[任务说明 1]:
统计列表中含有字符串“cloud”的行数,区分大小写,只写出这个数字。

[原文]:
━━━━━━━━

MNIST分类¶
在本笔记本中,我们展示了如何从头开始使用Fortuna在MNIST分类任务中获得校准的预测不确定性估计。在本例的最后一部分,展示了如何直接从预训练模型的输出开始完成此操作。
从TensorFlow下载MNIST数据¶
首先,让我们从TensorFlow Datasets下载MNIST数据。其他来源也同样适用。
[1]:
import tensorflow as tf
import tensorflow_datasets as tfds
def download(split_range, shuffle=False):
ds = tfds.load(
name="MNIST",
split=f"train[{split_range}]",
as_supervised=True,
shuffle_files=True,
).map(lambda x, y: (tf.cast(x, tf.float32) / 255.0, y))
if shuffle:
ds = ds.shuffle(10, reshuffle_each_iteration=True)
return ds.batch(128).prefetch(1)
train_data_loader, val_data_loader, test_data_loader = (
download(":80%", shuffle=True),
download("80%:90%"),
download("90%:"),
)

━━━━━━━━

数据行

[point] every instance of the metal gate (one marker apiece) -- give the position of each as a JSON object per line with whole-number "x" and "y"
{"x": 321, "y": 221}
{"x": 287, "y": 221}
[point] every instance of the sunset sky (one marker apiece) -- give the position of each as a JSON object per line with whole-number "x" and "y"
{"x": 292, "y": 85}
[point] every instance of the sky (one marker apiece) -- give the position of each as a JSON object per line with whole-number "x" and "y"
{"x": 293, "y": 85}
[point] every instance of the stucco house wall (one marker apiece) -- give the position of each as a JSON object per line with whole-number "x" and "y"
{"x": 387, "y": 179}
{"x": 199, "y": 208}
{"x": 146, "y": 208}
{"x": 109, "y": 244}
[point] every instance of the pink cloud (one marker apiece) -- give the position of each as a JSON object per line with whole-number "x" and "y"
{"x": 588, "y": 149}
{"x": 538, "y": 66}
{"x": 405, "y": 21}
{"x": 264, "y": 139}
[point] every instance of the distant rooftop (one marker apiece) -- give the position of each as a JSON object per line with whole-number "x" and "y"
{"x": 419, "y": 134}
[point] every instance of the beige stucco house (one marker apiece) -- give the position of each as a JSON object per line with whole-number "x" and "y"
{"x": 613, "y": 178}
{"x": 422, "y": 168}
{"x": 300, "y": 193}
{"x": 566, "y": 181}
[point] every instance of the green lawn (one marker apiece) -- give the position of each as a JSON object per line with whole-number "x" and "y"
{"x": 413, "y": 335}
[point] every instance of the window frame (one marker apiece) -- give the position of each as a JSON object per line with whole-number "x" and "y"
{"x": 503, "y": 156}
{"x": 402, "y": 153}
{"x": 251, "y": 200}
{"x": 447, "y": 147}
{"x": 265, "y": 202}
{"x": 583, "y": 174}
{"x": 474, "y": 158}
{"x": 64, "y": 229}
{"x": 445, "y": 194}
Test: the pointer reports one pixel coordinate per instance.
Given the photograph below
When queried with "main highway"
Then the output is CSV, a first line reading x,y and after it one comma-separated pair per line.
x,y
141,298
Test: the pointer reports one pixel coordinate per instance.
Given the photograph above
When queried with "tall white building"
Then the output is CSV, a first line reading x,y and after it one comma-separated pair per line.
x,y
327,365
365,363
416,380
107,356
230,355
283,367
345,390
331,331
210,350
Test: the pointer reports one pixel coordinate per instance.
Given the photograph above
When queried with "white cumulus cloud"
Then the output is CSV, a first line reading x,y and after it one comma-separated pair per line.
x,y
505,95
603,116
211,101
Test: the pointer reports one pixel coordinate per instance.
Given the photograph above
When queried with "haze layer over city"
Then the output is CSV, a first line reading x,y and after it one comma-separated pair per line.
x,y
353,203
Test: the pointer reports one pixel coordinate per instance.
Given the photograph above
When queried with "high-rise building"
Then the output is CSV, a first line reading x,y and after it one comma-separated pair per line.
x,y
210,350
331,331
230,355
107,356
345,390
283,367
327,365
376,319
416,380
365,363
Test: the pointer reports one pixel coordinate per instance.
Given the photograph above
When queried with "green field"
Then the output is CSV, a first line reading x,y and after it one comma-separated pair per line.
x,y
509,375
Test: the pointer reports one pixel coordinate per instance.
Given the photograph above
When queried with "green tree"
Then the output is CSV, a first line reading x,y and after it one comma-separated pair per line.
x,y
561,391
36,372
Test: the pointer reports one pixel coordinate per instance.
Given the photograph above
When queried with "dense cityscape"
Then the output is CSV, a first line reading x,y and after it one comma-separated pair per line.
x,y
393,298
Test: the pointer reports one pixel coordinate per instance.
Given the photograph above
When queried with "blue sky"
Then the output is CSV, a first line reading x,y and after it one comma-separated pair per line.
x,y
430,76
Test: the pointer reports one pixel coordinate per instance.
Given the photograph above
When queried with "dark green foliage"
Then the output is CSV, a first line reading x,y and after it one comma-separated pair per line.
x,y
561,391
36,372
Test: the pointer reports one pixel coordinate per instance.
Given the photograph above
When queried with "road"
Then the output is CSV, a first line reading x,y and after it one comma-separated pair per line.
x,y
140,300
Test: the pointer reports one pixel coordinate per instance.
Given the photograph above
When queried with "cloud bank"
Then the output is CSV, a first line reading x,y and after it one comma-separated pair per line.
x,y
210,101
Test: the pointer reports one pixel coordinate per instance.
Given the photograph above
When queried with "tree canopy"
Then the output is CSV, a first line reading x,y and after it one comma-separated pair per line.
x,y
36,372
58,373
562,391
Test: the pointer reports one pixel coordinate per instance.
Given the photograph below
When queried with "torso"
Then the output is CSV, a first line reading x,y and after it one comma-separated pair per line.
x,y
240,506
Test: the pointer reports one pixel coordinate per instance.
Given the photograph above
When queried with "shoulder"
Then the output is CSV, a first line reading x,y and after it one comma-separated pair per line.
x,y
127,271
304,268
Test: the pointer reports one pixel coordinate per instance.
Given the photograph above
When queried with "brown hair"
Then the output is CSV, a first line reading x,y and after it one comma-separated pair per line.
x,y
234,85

━━━━━━━━

[任务说明 2]:
请一字不差地抄出MNIST分类这篇文字中的一段,从含有“从TensorFlow下载MNIST数据¶”的字句开始,到“ds = ds.shuffle(10, reshuffle_each_iteration=True)”为止。

[练习输出 1]:
3

[练习输出 2]:
从TensorFlow下载MNIST数据¶
首先,让我们从TensorFlow Datasets下载MNIST数据。其他来源也同样适用。
[1]:
import tensorflow as tf
import tensorflow_datasets as tfds
def download(split_range, shuffle=False):
ds = tfds.load(
name="MNIST",
split=f"train[{split_range}]",
as_supervised=True,
shuffle_files=True,
).map(lambda x, y: (tf.cast(x, tf.float32) / 255.0, y))
if shuffle:
ds = ds.shuffle(10, reshuffle_each_iteration=True)